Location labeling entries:

——————————

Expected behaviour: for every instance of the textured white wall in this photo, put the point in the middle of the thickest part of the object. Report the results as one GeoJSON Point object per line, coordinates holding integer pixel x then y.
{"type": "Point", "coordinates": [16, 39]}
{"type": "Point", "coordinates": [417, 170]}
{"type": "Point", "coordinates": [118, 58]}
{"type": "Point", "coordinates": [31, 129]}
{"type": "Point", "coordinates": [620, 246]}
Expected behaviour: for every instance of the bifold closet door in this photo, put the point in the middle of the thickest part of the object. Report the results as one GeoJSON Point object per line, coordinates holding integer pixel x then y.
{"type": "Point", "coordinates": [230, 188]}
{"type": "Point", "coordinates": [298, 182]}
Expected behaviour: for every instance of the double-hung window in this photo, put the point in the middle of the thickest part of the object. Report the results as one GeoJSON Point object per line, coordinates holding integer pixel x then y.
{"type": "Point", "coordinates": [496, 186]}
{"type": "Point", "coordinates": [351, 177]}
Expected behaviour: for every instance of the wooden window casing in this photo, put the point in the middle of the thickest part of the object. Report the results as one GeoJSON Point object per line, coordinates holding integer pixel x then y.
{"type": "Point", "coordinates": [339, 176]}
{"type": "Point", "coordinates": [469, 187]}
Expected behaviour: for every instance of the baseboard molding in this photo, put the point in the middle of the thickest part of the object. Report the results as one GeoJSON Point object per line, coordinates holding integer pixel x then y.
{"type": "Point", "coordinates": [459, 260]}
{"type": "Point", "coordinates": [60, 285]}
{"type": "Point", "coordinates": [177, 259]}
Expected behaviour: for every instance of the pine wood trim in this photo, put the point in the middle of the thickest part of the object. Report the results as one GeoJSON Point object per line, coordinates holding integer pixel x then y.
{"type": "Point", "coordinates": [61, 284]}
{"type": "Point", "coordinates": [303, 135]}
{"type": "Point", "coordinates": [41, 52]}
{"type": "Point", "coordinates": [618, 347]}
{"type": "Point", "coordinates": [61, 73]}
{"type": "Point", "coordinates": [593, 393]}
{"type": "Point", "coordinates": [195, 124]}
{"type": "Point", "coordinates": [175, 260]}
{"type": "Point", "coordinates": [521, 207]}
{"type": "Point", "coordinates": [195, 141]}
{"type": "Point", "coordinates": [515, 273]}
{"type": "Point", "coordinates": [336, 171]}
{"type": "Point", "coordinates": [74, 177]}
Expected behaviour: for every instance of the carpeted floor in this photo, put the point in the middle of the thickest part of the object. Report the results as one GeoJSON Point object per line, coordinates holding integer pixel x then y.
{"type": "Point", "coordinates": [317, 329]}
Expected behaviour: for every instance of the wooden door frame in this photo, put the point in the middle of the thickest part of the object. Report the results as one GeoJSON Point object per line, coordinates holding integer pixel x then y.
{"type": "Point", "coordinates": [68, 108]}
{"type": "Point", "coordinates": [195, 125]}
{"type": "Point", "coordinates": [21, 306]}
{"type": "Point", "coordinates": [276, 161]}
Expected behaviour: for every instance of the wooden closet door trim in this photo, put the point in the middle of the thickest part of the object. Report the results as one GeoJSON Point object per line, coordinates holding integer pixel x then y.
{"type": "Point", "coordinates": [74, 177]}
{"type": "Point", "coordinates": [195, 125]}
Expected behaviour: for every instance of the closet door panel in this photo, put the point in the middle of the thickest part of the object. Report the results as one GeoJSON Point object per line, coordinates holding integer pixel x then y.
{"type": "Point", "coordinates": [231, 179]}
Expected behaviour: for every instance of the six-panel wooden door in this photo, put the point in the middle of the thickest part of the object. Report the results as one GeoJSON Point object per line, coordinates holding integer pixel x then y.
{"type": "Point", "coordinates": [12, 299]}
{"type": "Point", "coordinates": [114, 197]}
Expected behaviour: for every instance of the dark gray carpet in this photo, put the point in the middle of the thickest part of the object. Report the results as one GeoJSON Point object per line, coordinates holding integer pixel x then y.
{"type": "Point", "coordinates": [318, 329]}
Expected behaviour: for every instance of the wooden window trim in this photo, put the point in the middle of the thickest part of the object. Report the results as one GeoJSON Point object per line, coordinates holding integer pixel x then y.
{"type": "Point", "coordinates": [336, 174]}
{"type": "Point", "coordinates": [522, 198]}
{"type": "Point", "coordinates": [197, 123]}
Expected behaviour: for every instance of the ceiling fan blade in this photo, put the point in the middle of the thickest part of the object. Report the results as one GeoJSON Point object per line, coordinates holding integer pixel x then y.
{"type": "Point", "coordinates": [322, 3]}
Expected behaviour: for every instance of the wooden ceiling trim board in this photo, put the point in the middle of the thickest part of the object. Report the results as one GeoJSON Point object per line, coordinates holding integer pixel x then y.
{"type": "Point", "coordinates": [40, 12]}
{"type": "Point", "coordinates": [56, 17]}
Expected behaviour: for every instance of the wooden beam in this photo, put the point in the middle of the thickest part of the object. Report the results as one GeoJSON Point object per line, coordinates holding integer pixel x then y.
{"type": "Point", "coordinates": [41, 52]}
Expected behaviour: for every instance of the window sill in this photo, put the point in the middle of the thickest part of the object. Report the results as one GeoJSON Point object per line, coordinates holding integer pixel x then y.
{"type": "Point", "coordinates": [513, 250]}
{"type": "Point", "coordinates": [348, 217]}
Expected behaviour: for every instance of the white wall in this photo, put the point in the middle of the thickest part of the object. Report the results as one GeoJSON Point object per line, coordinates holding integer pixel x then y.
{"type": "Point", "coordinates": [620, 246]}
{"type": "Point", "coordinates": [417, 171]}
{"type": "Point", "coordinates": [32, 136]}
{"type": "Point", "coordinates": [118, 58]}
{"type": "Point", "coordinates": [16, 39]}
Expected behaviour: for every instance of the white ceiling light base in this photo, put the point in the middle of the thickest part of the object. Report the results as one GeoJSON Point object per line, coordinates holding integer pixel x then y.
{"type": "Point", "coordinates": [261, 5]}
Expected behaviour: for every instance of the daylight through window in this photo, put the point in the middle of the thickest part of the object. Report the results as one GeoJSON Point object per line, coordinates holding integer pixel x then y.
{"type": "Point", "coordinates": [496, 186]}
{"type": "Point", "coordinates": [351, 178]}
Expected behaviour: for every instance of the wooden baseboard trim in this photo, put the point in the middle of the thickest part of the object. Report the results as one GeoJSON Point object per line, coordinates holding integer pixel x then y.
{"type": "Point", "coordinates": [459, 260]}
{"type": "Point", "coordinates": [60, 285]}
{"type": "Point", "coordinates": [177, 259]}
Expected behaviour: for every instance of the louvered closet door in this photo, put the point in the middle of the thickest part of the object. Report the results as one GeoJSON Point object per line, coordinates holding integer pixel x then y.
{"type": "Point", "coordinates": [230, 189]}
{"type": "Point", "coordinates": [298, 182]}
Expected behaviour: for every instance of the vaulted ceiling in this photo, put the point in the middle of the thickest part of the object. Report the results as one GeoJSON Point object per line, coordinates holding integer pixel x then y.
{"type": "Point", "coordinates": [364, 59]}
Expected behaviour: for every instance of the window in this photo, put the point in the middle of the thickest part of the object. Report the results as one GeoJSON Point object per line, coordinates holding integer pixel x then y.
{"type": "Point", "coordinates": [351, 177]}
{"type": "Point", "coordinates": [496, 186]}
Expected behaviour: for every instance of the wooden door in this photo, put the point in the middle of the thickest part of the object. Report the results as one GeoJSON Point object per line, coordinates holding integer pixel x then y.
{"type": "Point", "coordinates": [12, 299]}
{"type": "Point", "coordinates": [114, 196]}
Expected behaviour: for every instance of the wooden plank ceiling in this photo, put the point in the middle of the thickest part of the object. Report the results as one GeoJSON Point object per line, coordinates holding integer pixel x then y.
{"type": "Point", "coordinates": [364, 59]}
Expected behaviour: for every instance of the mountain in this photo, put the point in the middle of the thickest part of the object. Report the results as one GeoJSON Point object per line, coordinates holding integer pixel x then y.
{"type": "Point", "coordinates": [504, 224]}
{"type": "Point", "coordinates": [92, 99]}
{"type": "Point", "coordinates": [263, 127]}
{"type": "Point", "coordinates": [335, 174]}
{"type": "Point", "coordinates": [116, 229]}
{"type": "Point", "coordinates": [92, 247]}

——————————

▸ **Aim of the task**:
Update the entries from the line containing "Expected behaviour: for every instance of the vaulted" through the end of the entries, changing "thickest" to "widest" and keeping everything else the same. Return only those lines.

▸ **Expected answer**:
Expected behaviour: for every instance of the vaulted ceiling in this photo, put the point in the middle of the widest part of the object. Report the results as one GeoJSON Point object per line, coordinates holding integer pixel x then y.
{"type": "Point", "coordinates": [364, 59]}
Expected behaviour: for every instance of the window in this photo, put the point in the middle of the widest part of the object. Report the results as one GeoJSON Point object per line, coordinates holding integer pixel x then y.
{"type": "Point", "coordinates": [351, 177]}
{"type": "Point", "coordinates": [496, 186]}
Expected behaviour: for every instance of the wooden door in this photo, put the point in the middle of the widest part of the object. Report the results as one GeoJSON Point object per line, coordinates holding integer pixel x then y.
{"type": "Point", "coordinates": [12, 299]}
{"type": "Point", "coordinates": [114, 196]}
Expected behaviour: for every instance of the wooden plank ceiling in this photo, put the point in the middle of the widest part of the object. Report the results as one GeoJSON Point object per line, coordinates holding integer pixel x then y.
{"type": "Point", "coordinates": [364, 59]}
Expected behaviour: for every instance of the mountain in this photo, put the point in the middle of the widest part of the object. Report the results as one GeoJSON Point object per line, coordinates holding integer pixel x then y.
{"type": "Point", "coordinates": [504, 224]}
{"type": "Point", "coordinates": [92, 99]}
{"type": "Point", "coordinates": [263, 127]}
{"type": "Point", "coordinates": [335, 174]}
{"type": "Point", "coordinates": [116, 229]}
{"type": "Point", "coordinates": [92, 247]}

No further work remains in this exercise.